▶ _MATÉRIEL FOURNI_
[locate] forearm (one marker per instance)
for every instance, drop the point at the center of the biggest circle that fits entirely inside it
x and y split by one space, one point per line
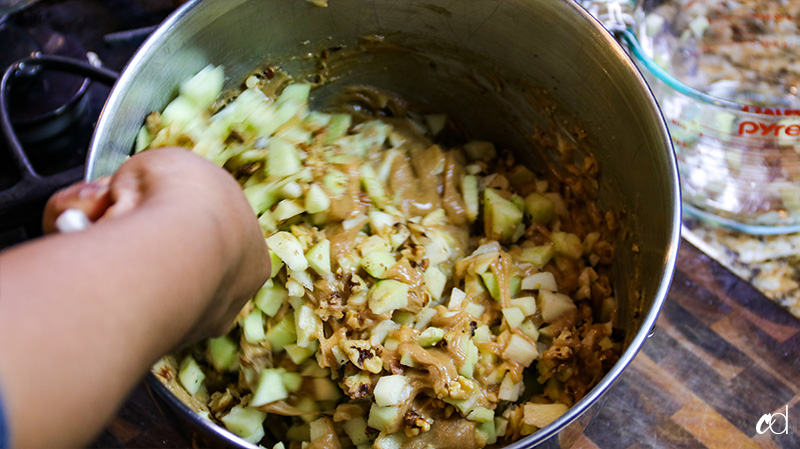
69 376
==
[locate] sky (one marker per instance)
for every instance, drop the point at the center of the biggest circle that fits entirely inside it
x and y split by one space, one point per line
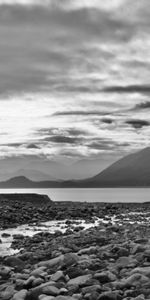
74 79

▶ _LA CONSIGNE_
Indiquez combien de lignes de la liste ci-dessus contiennent la chaîne « locate », en respectant la casse. Donnez uniquement le nombre.

▶ _PROBLÈME RÉSOLU_
2